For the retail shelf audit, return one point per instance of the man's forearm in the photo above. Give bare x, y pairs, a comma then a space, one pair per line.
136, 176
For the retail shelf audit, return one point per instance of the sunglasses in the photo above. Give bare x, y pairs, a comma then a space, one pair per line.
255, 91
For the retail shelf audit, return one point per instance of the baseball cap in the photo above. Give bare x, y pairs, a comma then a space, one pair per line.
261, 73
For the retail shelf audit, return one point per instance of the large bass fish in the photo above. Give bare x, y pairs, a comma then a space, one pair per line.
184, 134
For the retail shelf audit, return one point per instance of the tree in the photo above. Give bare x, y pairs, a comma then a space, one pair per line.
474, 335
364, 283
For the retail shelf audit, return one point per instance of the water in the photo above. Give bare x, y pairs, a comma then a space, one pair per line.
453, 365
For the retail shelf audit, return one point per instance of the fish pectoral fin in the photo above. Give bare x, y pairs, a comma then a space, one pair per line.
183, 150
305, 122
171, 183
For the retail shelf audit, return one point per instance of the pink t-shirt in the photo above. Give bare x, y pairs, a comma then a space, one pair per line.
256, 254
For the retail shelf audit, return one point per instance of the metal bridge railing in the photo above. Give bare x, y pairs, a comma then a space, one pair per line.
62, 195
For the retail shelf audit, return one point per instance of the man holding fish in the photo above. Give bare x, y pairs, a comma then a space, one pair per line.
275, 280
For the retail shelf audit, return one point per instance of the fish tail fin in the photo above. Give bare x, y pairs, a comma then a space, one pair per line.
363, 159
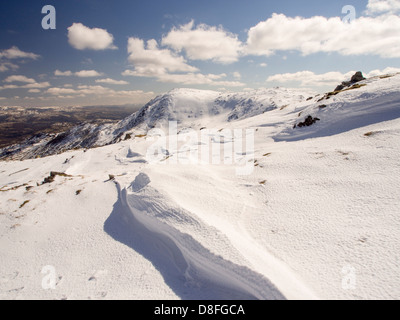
---
Make an exact copy of the lines of the records from the line containing "of the metal" through the final line, both ends included, but not of the pictures.

▶ WRITTEN REPLY:
For the retail shelf audit, return one point per instance of the metal bridge railing in the photo above. Give bare x, y pairs, a comma then a space, one pair per line.
62, 195
For the retail shelf audit, return one point per instance of the man holding fish in the photo above. Give bare x, y pairs, a comma then a space, one pair per line.
275, 280
For the retail shelf audit, return one point per instance of the fish tail fin in the photo above. Give bare x, y pairs, a comma then a space, one pair per line.
363, 159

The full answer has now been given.